====== PROVIDED MATERIAL

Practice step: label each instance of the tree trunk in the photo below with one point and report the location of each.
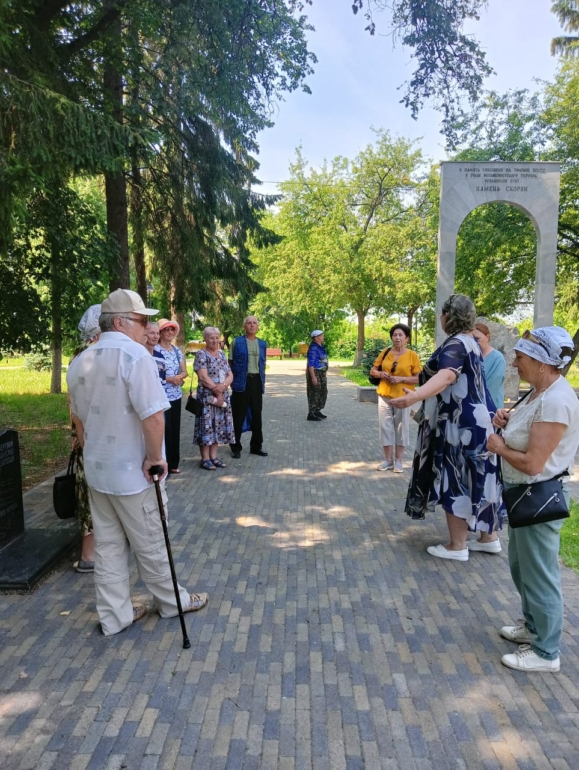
(361, 337)
(138, 231)
(180, 318)
(56, 330)
(115, 182)
(574, 354)
(410, 322)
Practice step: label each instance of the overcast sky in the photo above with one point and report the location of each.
(356, 80)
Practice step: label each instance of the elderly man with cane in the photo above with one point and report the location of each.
(117, 396)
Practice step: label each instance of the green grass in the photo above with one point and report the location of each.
(570, 539)
(9, 362)
(355, 374)
(41, 419)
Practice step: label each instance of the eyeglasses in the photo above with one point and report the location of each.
(528, 336)
(142, 319)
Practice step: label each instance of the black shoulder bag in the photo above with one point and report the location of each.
(64, 491)
(193, 404)
(536, 503)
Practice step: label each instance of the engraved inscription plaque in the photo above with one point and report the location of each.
(530, 187)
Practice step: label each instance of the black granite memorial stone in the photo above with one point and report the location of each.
(11, 507)
(26, 555)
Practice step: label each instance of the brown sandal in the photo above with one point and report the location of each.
(198, 601)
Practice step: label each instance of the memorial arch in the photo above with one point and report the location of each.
(531, 187)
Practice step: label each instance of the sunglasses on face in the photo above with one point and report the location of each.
(528, 336)
(141, 319)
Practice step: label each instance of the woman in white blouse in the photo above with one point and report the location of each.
(539, 442)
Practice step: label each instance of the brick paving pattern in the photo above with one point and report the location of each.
(332, 640)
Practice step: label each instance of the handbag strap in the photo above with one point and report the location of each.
(522, 398)
(71, 461)
(383, 354)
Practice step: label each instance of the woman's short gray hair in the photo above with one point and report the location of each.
(460, 314)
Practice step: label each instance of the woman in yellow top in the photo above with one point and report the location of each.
(397, 368)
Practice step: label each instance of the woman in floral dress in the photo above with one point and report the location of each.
(452, 466)
(215, 425)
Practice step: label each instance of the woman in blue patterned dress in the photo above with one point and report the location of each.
(215, 425)
(452, 466)
(175, 374)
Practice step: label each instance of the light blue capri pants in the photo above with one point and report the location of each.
(534, 562)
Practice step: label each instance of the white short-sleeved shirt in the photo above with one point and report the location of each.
(113, 386)
(557, 404)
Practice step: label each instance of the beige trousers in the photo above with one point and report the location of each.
(393, 424)
(120, 522)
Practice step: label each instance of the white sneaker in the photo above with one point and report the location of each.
(524, 659)
(519, 634)
(493, 547)
(444, 553)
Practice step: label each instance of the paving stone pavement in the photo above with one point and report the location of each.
(332, 640)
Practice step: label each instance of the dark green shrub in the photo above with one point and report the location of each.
(39, 360)
(372, 349)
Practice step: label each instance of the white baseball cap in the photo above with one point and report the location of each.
(126, 301)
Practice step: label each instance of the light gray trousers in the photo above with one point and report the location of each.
(120, 522)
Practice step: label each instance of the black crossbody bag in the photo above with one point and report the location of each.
(64, 491)
(193, 404)
(536, 503)
(376, 380)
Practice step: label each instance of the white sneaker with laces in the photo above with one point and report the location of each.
(444, 553)
(493, 547)
(524, 659)
(519, 634)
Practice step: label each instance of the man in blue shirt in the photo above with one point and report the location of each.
(247, 361)
(316, 381)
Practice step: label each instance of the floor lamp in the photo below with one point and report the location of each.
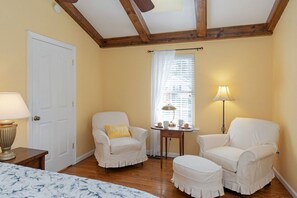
(223, 95)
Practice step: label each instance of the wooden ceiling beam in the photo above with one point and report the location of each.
(201, 17)
(275, 14)
(136, 18)
(190, 36)
(81, 20)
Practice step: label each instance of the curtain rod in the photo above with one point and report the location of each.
(197, 48)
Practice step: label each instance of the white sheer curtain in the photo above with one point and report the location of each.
(160, 66)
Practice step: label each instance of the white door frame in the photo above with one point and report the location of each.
(33, 36)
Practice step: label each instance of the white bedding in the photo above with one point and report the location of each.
(19, 182)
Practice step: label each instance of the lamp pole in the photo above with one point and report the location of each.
(223, 126)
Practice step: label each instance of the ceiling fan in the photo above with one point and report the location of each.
(143, 5)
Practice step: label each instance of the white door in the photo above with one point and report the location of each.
(52, 100)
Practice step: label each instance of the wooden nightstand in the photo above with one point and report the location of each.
(28, 157)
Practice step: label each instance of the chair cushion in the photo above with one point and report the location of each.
(225, 156)
(125, 144)
(117, 131)
(248, 132)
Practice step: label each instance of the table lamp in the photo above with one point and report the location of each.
(170, 107)
(12, 107)
(223, 95)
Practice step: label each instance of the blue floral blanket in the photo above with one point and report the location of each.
(20, 182)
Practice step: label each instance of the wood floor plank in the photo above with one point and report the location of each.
(151, 178)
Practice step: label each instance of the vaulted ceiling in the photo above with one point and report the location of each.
(115, 23)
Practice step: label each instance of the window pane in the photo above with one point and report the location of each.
(179, 90)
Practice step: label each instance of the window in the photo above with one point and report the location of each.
(179, 89)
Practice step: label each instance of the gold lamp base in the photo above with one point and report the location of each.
(7, 136)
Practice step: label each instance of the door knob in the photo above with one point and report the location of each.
(36, 118)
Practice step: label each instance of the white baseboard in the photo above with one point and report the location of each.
(84, 156)
(285, 183)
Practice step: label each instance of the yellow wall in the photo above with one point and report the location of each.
(285, 94)
(244, 64)
(16, 18)
(119, 79)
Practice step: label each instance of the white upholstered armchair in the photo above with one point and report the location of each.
(246, 153)
(118, 152)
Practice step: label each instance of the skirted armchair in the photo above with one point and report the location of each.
(122, 151)
(246, 153)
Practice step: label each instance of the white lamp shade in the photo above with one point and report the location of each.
(223, 94)
(12, 106)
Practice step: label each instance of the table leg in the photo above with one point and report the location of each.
(161, 147)
(165, 147)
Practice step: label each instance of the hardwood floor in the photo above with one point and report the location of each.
(151, 178)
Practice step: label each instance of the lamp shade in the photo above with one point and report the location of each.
(223, 94)
(12, 106)
(168, 107)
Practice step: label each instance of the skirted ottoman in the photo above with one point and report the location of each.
(197, 176)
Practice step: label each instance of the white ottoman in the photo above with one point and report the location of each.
(197, 176)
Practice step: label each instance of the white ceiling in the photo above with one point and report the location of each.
(110, 19)
(224, 13)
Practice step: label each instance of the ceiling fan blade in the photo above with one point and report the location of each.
(144, 5)
(70, 1)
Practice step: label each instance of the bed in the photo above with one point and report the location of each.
(18, 182)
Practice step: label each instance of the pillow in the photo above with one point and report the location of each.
(117, 131)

============

SET EXERCISE:
Copy out, unchanged, the lines of the items from the one containing "Practice step: label each instance of the pillow" through the final line of the items.

FINAL ANSWER:
Practice step: label each instance of the pillow in the photo above with one point and report the location of each.
(117, 131)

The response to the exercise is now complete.